* **Extract provided**
········
Liberty seeks 41% hike in water rate
Liberty Utilities has filed a rate increase request with the state Public Service Commission.
The proposed rate increase by Liberty, if approved by the commission, would increase a residential customer’s water bill by about $3.20 a month over three years — a 41% increase from what residents now pay, Liberty Utilities representatives said Tuesday during a special Public Works Committee meeting.
The request, filed Sept. 30, is part of a non-monetary settlement agreement signed earlier this year between Liberty, the PSC and the attorney general’s office.
That agreement outlined significant investments that Liberty needed to make in its infrastructure and overall operation to avoid another collapse of the city’s water system like the one that occurred in February 2021.
In two days, 19 inches of snow fell. Frozen water pipes burst, causing leaks throughout the city. The leaks caused water pressure to drop significantly. The city’s water system was unable to pump fast enough as water leaks were above and below ground. University of Arkansas at Pine Bluff students were displaced and patients were moved from Jefferson Regional Medical Center.
Liberty Utilities came under fire for the water crisis. Gov. Asa Hutchinson visited the city. Attorney General Leslie Rutledge intervened, and the Public Service Commission investigated, resulting in the agreement.
“It was a bad situation,” Tony Penna, Liberty Utilities vice president and general manager, said at Tuesday’s special called meeting. “What if it went another week and the pressure got worse … it could have been like Flint, Mich.”
He said the storm attention highlighted needed improvements.
While Liberty took responsibility for many of the problems in February 2021, R.L. Davis, Liberty’s business and community development manager, told the committee that Pine Bluff residents still need to improve winterizing their homes. He said that’s why Liberty implemented
an educational awareness campaign about frozen pipe prevention.
“Many of the leaks happened on customers’ homes,” Davis said.
The rate increase is still tied, however, to the overall failure of Liberty during the winter storm.
Penna, who relocated to Pine Bluff in August 2021, said the rate increase request is also a “natural consequence” of a utility “doing business.”
He said many utilities ask states for a rate increase every three to five years. The last rate increase for Pine Bluff water customers was 2015, he said.
“I think utilities should go through the process of a rate case to make sure the PSC takes an in-depth look at your expenses and operation and make comments about it,” Penna said.
The rate request process takes 10 months to complete, Donna Gray, the commission’s executive director, said in a phone interview.
The commission’s auditors, economists and rate experts will spend thousands of hours investigating the request before making a recommendation for an increase.
Individuals or groups with a vested interest in the rate increase can make a written request to the PSC to be granted “intervenor status.” The attorney general’s office has already filed as an intervenor. The city of Pine Bluff could petition to become an intervenor.
········
* **Source information**
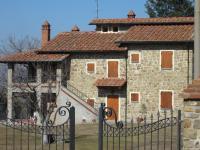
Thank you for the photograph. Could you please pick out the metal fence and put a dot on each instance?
(154, 132)
(19, 134)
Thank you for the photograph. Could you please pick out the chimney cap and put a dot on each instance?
(46, 23)
(75, 28)
(131, 14)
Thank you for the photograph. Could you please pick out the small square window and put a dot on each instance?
(115, 29)
(134, 97)
(90, 68)
(135, 58)
(166, 59)
(90, 102)
(166, 100)
(105, 29)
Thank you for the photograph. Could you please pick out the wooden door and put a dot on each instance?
(113, 69)
(113, 102)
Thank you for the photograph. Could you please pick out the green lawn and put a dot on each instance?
(86, 139)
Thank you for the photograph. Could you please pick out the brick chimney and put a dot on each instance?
(46, 31)
(75, 28)
(131, 14)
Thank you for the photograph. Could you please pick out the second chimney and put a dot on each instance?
(46, 33)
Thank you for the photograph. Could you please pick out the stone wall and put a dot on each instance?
(84, 82)
(148, 78)
(191, 134)
(145, 77)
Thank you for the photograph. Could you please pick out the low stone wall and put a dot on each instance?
(191, 134)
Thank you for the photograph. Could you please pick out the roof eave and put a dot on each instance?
(142, 23)
(152, 42)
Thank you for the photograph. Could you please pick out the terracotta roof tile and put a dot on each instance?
(31, 56)
(110, 82)
(83, 41)
(158, 33)
(192, 91)
(169, 20)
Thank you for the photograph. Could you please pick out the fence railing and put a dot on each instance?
(26, 134)
(162, 131)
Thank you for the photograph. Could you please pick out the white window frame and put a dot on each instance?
(119, 74)
(119, 102)
(131, 57)
(163, 69)
(139, 97)
(159, 107)
(94, 68)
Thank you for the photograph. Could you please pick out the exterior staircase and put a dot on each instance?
(78, 96)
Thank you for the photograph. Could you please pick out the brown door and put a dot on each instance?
(113, 102)
(113, 69)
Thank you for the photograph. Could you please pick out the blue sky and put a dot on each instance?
(24, 17)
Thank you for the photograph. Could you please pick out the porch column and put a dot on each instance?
(39, 82)
(191, 133)
(58, 77)
(10, 92)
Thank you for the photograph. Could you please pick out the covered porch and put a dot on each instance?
(29, 72)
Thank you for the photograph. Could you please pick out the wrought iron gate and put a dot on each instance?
(155, 133)
(25, 134)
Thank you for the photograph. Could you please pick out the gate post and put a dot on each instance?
(72, 128)
(100, 134)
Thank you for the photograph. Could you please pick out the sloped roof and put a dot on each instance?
(136, 21)
(32, 56)
(156, 33)
(84, 42)
(110, 82)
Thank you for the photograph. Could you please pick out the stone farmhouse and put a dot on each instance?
(143, 63)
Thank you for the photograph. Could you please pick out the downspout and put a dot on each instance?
(196, 40)
(126, 103)
(188, 63)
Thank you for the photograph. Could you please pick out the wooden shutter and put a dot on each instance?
(90, 67)
(112, 69)
(134, 97)
(166, 100)
(90, 102)
(135, 58)
(166, 59)
(113, 102)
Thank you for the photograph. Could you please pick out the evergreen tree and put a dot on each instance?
(169, 8)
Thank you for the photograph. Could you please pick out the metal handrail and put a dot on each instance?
(75, 91)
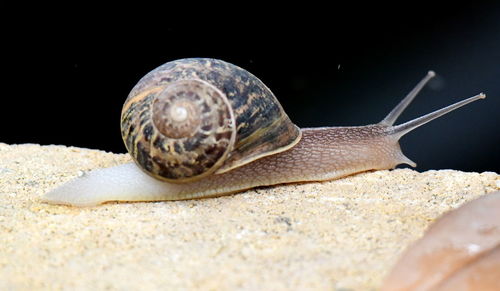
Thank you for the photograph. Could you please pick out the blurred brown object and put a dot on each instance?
(460, 251)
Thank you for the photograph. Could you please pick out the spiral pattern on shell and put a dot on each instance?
(192, 117)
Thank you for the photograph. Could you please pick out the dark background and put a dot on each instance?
(70, 69)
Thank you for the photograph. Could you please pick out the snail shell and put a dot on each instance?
(192, 117)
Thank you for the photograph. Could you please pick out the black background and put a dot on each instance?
(69, 69)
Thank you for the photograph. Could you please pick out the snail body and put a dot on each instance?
(185, 149)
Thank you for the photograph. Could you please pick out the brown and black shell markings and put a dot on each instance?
(238, 120)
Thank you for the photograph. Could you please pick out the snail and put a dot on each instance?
(201, 127)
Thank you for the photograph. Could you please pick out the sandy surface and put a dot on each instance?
(337, 235)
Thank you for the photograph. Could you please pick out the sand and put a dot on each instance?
(338, 235)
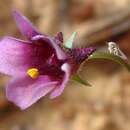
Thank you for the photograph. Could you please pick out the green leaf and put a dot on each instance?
(109, 56)
(70, 41)
(78, 79)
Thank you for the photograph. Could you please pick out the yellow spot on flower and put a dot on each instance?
(33, 73)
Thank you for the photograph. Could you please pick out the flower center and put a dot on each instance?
(33, 73)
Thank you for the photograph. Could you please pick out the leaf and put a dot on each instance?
(78, 79)
(70, 41)
(109, 56)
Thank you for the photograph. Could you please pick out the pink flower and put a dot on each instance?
(39, 66)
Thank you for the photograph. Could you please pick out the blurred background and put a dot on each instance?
(106, 105)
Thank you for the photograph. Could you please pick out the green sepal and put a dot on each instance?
(70, 41)
(109, 56)
(78, 79)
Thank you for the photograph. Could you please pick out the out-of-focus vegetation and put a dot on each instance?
(106, 105)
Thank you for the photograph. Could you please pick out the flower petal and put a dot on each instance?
(58, 90)
(25, 91)
(16, 56)
(25, 26)
(51, 41)
(80, 54)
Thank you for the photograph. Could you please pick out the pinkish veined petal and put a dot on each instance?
(59, 89)
(25, 91)
(59, 38)
(25, 26)
(51, 41)
(16, 56)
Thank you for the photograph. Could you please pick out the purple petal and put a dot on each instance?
(58, 90)
(58, 50)
(25, 26)
(59, 37)
(16, 56)
(25, 91)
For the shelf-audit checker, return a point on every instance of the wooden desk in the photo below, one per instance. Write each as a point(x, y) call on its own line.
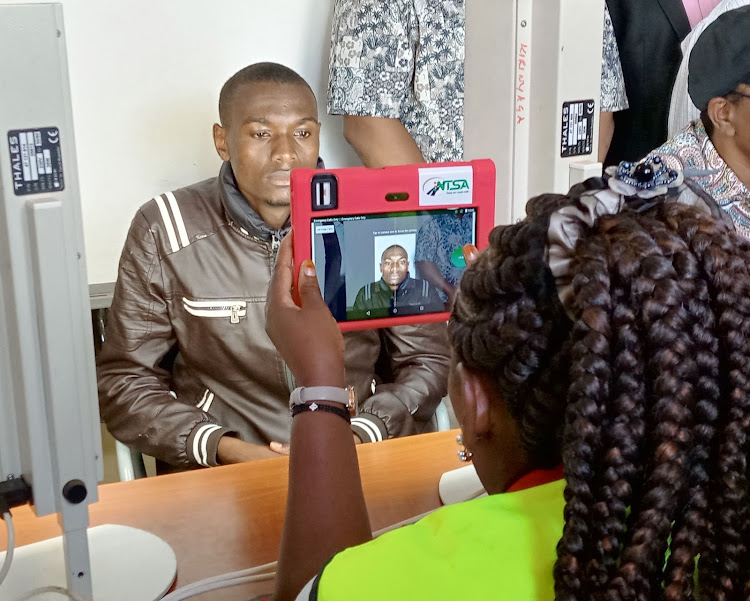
point(229, 518)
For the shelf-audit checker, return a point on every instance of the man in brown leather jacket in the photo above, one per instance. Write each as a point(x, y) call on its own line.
point(187, 373)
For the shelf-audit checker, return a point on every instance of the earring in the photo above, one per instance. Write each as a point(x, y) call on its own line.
point(464, 454)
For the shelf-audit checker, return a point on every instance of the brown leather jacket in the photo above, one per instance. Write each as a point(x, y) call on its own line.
point(186, 357)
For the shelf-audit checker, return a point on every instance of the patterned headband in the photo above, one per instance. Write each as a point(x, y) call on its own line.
point(634, 185)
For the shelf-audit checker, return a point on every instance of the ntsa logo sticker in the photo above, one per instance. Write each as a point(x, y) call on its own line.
point(435, 185)
point(445, 185)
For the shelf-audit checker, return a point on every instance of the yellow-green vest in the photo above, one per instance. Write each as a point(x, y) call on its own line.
point(497, 547)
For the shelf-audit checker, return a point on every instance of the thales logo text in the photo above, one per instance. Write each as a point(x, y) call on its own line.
point(435, 185)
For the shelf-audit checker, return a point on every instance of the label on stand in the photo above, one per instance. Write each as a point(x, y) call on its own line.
point(577, 128)
point(36, 160)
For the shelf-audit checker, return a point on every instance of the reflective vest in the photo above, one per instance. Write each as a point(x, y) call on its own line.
point(498, 547)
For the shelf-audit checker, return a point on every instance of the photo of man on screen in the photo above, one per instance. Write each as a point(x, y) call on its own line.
point(396, 293)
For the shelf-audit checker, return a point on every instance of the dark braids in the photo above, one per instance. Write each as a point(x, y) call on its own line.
point(645, 395)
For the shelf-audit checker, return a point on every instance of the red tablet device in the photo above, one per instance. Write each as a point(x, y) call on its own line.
point(387, 243)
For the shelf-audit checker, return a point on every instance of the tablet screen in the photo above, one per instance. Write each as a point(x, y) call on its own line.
point(391, 264)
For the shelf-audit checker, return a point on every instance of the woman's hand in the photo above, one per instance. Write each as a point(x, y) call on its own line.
point(307, 337)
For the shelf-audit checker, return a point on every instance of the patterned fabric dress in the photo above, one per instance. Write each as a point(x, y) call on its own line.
point(693, 150)
point(404, 59)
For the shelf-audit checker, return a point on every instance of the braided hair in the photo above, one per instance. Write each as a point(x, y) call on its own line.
point(644, 395)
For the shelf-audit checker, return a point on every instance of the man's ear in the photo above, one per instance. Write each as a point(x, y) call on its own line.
point(720, 111)
point(220, 142)
point(478, 391)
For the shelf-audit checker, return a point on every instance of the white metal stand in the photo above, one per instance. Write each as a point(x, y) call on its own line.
point(127, 564)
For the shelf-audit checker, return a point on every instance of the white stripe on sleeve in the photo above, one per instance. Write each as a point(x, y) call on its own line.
point(167, 223)
point(178, 219)
point(202, 434)
point(209, 400)
point(369, 427)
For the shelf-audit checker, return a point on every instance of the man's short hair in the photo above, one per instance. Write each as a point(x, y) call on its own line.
point(720, 59)
point(256, 73)
point(394, 247)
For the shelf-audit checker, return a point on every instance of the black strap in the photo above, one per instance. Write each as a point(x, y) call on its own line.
point(342, 412)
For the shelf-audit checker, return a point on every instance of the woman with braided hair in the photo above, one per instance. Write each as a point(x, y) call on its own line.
point(601, 378)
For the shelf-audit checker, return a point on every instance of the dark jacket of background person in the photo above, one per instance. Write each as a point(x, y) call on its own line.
point(412, 296)
point(648, 34)
point(192, 286)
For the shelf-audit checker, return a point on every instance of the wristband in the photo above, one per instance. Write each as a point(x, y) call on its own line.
point(340, 411)
point(306, 394)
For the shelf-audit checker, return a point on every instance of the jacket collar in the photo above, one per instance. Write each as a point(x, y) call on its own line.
point(675, 12)
point(240, 212)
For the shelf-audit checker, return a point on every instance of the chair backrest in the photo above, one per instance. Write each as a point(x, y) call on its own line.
point(129, 462)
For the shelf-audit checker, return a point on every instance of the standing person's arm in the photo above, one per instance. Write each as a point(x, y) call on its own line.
point(613, 96)
point(326, 509)
point(381, 141)
point(369, 78)
point(135, 396)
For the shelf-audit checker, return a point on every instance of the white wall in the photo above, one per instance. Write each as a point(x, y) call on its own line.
point(145, 77)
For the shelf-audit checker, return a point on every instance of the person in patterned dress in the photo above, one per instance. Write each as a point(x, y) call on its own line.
point(714, 150)
point(397, 75)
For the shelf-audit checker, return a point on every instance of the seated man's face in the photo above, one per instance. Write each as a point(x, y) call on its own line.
point(394, 266)
point(273, 129)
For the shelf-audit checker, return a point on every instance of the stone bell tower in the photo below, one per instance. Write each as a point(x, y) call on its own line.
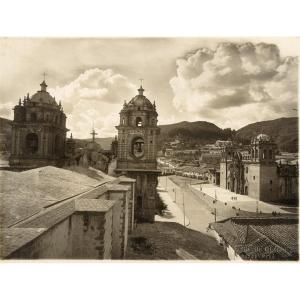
point(136, 156)
point(38, 131)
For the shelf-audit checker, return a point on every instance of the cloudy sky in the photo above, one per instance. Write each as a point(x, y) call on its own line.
point(230, 82)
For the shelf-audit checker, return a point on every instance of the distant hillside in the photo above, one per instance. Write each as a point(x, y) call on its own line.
point(193, 133)
point(104, 142)
point(284, 131)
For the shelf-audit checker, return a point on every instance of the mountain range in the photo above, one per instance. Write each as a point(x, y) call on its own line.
point(284, 131)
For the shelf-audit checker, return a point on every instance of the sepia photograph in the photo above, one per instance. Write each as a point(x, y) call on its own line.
point(149, 149)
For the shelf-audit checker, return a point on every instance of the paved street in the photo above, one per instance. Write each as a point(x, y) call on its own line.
point(196, 212)
point(182, 195)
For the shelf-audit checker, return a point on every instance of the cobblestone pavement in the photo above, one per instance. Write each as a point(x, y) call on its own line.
point(196, 212)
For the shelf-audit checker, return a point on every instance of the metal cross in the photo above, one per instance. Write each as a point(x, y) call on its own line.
point(93, 133)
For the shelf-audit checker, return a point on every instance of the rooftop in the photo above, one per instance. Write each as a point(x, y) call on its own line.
point(261, 238)
point(27, 193)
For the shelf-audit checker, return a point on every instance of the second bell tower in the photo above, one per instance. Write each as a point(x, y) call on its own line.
point(137, 147)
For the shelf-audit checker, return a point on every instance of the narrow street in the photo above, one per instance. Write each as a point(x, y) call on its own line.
point(195, 211)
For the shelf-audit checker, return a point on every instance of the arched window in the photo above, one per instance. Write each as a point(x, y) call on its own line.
point(270, 154)
point(57, 145)
point(33, 117)
point(138, 122)
point(265, 154)
point(138, 147)
point(32, 143)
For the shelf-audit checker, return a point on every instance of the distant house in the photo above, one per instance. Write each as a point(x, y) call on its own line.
point(258, 238)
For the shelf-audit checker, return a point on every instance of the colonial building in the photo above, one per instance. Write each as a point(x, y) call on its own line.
point(137, 147)
point(253, 171)
point(64, 214)
point(38, 131)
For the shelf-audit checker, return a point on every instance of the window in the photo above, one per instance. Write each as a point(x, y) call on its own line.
point(138, 147)
point(58, 146)
point(265, 154)
point(270, 154)
point(33, 117)
point(32, 143)
point(138, 122)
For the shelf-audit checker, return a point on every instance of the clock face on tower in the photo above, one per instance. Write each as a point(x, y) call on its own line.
point(137, 147)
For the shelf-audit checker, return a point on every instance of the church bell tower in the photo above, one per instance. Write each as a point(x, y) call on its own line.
point(136, 156)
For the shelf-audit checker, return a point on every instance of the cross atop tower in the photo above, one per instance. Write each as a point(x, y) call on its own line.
point(93, 134)
point(141, 90)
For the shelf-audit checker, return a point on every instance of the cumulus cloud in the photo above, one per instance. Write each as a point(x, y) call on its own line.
point(95, 96)
point(235, 84)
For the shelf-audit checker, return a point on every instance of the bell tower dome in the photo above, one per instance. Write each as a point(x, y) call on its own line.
point(137, 147)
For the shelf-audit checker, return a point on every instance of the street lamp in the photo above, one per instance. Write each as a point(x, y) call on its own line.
point(183, 204)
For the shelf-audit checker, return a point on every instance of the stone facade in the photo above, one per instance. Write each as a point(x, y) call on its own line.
point(254, 172)
point(93, 224)
point(136, 155)
point(38, 131)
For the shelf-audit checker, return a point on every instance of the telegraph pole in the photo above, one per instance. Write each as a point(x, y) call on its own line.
point(183, 209)
point(166, 182)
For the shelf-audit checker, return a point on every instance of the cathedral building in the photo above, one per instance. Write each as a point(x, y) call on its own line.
point(136, 153)
point(254, 171)
point(38, 131)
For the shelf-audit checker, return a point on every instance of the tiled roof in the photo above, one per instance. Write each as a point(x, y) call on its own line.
point(27, 193)
point(93, 205)
point(269, 238)
point(14, 238)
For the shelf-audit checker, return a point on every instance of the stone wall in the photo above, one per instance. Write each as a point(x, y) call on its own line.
point(120, 220)
point(88, 239)
point(55, 243)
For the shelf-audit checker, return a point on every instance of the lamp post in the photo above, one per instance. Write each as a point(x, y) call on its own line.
point(183, 204)
point(166, 182)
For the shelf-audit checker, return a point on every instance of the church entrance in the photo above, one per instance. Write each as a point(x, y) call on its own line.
point(32, 143)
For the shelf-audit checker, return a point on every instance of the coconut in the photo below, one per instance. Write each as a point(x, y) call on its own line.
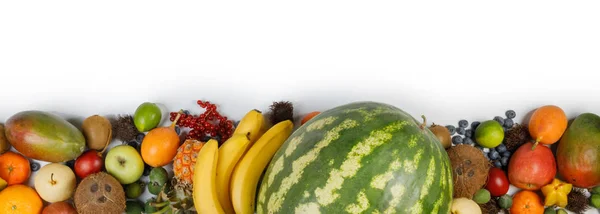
point(469, 170)
point(100, 192)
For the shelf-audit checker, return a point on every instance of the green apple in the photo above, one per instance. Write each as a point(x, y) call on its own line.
point(147, 116)
point(124, 163)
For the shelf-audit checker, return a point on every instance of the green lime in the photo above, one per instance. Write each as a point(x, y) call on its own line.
point(595, 200)
point(549, 210)
point(134, 190)
point(134, 207)
point(482, 196)
point(149, 208)
point(505, 201)
point(489, 134)
point(147, 116)
point(596, 190)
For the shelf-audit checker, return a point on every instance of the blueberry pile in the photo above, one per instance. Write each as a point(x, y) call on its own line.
point(465, 134)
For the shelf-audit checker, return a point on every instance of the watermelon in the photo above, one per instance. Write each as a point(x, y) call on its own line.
point(362, 157)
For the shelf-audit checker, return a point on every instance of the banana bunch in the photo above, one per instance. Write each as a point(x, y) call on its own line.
point(226, 178)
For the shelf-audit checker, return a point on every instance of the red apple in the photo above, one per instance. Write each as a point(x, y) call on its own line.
point(531, 167)
point(88, 163)
point(59, 208)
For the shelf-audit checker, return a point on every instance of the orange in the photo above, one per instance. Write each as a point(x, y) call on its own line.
point(527, 202)
point(14, 168)
point(20, 199)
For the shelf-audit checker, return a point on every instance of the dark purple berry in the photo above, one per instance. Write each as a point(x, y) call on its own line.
point(463, 123)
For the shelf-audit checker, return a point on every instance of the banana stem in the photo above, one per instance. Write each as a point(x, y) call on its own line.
point(424, 124)
point(176, 119)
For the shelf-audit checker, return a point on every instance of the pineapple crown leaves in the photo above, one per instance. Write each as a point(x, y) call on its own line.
point(174, 199)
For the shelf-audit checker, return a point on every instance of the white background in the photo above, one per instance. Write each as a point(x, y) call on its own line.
point(451, 60)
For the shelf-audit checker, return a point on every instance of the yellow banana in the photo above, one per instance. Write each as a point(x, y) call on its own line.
point(254, 123)
point(246, 174)
point(204, 180)
point(229, 154)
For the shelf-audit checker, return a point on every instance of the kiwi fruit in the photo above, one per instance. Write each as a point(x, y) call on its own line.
point(100, 191)
point(443, 135)
point(4, 145)
point(97, 131)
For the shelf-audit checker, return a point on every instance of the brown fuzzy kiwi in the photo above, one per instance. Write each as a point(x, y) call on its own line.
point(97, 131)
point(469, 170)
point(442, 134)
point(100, 193)
point(4, 145)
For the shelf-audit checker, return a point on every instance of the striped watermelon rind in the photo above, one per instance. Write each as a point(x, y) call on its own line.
point(362, 157)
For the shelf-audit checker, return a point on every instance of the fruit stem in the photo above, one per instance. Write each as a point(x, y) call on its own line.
point(52, 181)
point(424, 124)
point(176, 119)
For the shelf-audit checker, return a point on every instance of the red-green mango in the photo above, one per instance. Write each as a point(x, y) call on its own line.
point(44, 136)
point(578, 152)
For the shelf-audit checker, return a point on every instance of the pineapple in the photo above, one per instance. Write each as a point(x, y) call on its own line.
point(176, 198)
point(183, 163)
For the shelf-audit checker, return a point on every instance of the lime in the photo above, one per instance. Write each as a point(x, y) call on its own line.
point(505, 201)
point(482, 196)
point(489, 134)
point(134, 207)
point(595, 200)
point(134, 190)
point(147, 116)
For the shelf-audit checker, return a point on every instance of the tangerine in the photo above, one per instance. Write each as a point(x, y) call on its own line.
········
* **Problem to solve**
Summarize the article on Liberty's proposed water rate increase in two sentences. The records have no connection to the article.

* **Task solution**
Liberty Utilities has asked the state Public Service Commission for a rate increase that would raise a residential customer's water bill by about $3.20 a month over three years, a 41% increase over what residents now pay. The request is part of a settlement agreement with the commission and the attorney general's office that followed the February 2021 collapse of the city's water system, and the commission's review of it takes 10 months.